**Instructions for the task:** Every entry here needs to be repeated exactly.
* start *
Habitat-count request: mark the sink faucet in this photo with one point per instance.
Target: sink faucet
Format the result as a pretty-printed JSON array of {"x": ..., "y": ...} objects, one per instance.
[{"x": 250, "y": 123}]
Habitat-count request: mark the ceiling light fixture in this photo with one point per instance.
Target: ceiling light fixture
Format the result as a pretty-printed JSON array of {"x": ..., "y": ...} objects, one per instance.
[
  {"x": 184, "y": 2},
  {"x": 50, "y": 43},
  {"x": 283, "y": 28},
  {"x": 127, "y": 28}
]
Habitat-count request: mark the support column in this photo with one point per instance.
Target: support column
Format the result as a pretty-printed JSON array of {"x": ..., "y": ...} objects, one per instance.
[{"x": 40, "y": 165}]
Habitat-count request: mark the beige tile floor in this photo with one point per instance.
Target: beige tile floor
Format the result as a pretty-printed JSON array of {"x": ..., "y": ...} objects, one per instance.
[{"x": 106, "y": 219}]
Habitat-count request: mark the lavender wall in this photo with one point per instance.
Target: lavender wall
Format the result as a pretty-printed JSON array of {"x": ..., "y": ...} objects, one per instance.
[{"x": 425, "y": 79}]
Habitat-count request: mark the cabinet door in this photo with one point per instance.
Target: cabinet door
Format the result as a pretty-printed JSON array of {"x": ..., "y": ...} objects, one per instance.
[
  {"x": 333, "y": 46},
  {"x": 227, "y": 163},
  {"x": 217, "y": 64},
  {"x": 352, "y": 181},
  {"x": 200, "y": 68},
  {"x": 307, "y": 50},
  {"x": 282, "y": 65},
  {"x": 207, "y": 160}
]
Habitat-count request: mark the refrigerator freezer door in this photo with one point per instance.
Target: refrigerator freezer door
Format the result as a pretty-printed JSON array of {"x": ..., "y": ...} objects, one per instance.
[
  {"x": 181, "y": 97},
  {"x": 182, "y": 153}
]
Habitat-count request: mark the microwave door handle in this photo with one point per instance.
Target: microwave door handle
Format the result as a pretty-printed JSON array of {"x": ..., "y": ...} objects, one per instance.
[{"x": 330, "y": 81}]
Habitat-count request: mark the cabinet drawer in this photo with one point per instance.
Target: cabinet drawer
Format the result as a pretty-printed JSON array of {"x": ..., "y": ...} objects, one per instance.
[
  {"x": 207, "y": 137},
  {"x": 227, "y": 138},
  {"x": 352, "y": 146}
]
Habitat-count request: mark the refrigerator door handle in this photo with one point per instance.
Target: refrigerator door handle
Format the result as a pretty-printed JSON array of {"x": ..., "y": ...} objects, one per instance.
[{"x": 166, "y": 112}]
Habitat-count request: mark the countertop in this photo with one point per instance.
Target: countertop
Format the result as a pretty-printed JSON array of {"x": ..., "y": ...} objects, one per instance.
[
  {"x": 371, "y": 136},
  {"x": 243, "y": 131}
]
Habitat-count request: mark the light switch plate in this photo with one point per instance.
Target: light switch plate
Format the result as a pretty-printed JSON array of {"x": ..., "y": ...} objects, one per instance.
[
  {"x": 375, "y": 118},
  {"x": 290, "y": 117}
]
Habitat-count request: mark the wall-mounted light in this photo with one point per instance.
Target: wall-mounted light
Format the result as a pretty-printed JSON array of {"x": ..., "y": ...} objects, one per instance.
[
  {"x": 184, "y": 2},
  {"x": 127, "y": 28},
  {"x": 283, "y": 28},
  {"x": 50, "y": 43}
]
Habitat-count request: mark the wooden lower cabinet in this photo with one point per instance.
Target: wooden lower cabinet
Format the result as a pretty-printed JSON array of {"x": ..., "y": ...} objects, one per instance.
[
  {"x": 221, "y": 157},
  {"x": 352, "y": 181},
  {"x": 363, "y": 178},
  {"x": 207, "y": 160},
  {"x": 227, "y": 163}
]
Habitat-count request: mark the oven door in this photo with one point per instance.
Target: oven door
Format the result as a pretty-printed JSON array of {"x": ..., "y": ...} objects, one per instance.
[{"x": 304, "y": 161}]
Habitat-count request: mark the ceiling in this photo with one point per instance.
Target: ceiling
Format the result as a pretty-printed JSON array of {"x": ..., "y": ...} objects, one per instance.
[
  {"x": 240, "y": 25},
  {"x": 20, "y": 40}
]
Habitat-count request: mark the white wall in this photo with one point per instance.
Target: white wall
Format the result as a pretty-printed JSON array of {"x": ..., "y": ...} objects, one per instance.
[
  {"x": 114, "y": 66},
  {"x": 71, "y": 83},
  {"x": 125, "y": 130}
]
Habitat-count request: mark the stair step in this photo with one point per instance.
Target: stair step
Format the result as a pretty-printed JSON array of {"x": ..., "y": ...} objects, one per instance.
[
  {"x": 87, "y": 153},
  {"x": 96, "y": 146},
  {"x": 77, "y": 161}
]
* end *
**Full answer:**
Habitat-count request: mark the sink faucet in this photo with one point per instance.
Target: sink faucet
Format the result as a pretty-printed JSON array of {"x": ..., "y": ...} objects, one per instance.
[{"x": 250, "y": 123}]
Habitat-count request: mark the ceiling light fixture in this photo with one point per instance.
Target: ceiling light fixture
Format the result as a pretty-printed JSON array of {"x": ..., "y": ...} objects, one per instance.
[
  {"x": 184, "y": 2},
  {"x": 50, "y": 43},
  {"x": 283, "y": 28},
  {"x": 127, "y": 28}
]
Habitat-count request: mark the support column in this photo with one point per instance.
Target: support column
Format the result as a pretty-printed JSON array of {"x": ..., "y": ...} objects, one per instance.
[{"x": 40, "y": 165}]
Habitat-count request: mark the beige tile floor in this photo with one point per instance.
Target: beige tile floor
Format the result as a pretty-printed JSON array of {"x": ..., "y": ...} objects, one per instance.
[{"x": 106, "y": 219}]
Habitat-count request: mark the lavender wall in this photo with one point per instance.
Target: lavender wall
Format the result as a pretty-printed JSON array of {"x": ..., "y": ...} objects, one per instance.
[{"x": 425, "y": 79}]
Habitat-count request: mark the cabinet door in this photo with one point per instance.
Target: cabinet door
Format the result as a pretty-printed JSON array of {"x": ..., "y": ...} objects, one per instance.
[
  {"x": 333, "y": 46},
  {"x": 227, "y": 163},
  {"x": 217, "y": 64},
  {"x": 352, "y": 181},
  {"x": 200, "y": 68},
  {"x": 307, "y": 50},
  {"x": 282, "y": 65},
  {"x": 207, "y": 160}
]
Habitat-count request: mark the refrigerator freezer door in this photo with one point per instance.
Target: refrigerator freezer door
Format the result as a pretty-printed JSON array of {"x": ..., "y": ...} objects, one per instance.
[
  {"x": 181, "y": 97},
  {"x": 182, "y": 153}
]
Habitat-count request: mark the microwave door handle in this photo with one point per instance.
Target: microwave door handle
Format the result as a pretty-printed JSON array of {"x": ..., "y": ...} objects, one per instance.
[{"x": 330, "y": 81}]
Habitat-count request: mark the cabinet drawer in this photo with one point per instance.
Target: cabinet drawer
Format the result as a pretty-printed JSON array of {"x": ..., "y": ...} objects, one per instance.
[
  {"x": 207, "y": 137},
  {"x": 227, "y": 138},
  {"x": 352, "y": 146}
]
Habitat-count request: mark the refrigerator door handle in this photo with one point per instance.
Target: refrigerator door handle
Format the result as a pretty-printed JSON array of {"x": ..., "y": ...} objects, one per instance.
[{"x": 166, "y": 112}]
Habitat-count request: mark the countertop in this photo with one point per instance.
Target: countertop
Format the result as a pretty-printed JSON array of {"x": ..., "y": ...} objects, one per instance.
[
  {"x": 371, "y": 136},
  {"x": 243, "y": 131}
]
Habitat-count request: mark the light switch plate in this photo with one point per instance.
Target: light switch plate
Format the result as a pretty-printed JSON array of {"x": ..., "y": ...} objects, one per instance.
[
  {"x": 375, "y": 118},
  {"x": 290, "y": 117}
]
Habitat-count request: mark the wall-mounted light in this photo with one point per instance.
Target: wall-mounted light
Format the result as a pretty-printed JSON array of {"x": ..., "y": ...} objects, one per instance.
[
  {"x": 184, "y": 2},
  {"x": 127, "y": 28},
  {"x": 283, "y": 28},
  {"x": 50, "y": 43}
]
Habitat-count request: mark the wooden lower cabinet in this photo with one point per instance.
Target: wooden lower cabinet
Format the result as a pretty-printed JSON array of {"x": ..., "y": ...} objects, one per instance.
[
  {"x": 221, "y": 157},
  {"x": 352, "y": 181},
  {"x": 363, "y": 178},
  {"x": 207, "y": 160},
  {"x": 227, "y": 163}
]
Habitat-count request: mark the oven door in this photo with one point per instance.
Target: oven door
Format the result as a pretty-printed JSON array of {"x": ..., "y": ...} objects, one per instance.
[{"x": 304, "y": 161}]
Habitat-count request: mark the ceiling in this photo with one point per instance.
Target: ceiling
Format the result as a pretty-printed JSON array of {"x": ..., "y": ...} objects, one per instance.
[
  {"x": 240, "y": 25},
  {"x": 20, "y": 40}
]
Habitat-count request: mark the white wall in this photo with one point per instance.
Target: white wall
Format the result as a pretty-printed JSON array of {"x": ..., "y": ...} objects, one per instance.
[
  {"x": 114, "y": 66},
  {"x": 71, "y": 83},
  {"x": 125, "y": 130}
]
Habitat-count request: mark the stair step in this photo with one point per instance.
Target: stair step
Format the result as a pretty-printed JSON array of {"x": ..., "y": ...} objects, one per instance.
[
  {"x": 87, "y": 153},
  {"x": 96, "y": 146},
  {"x": 77, "y": 161}
]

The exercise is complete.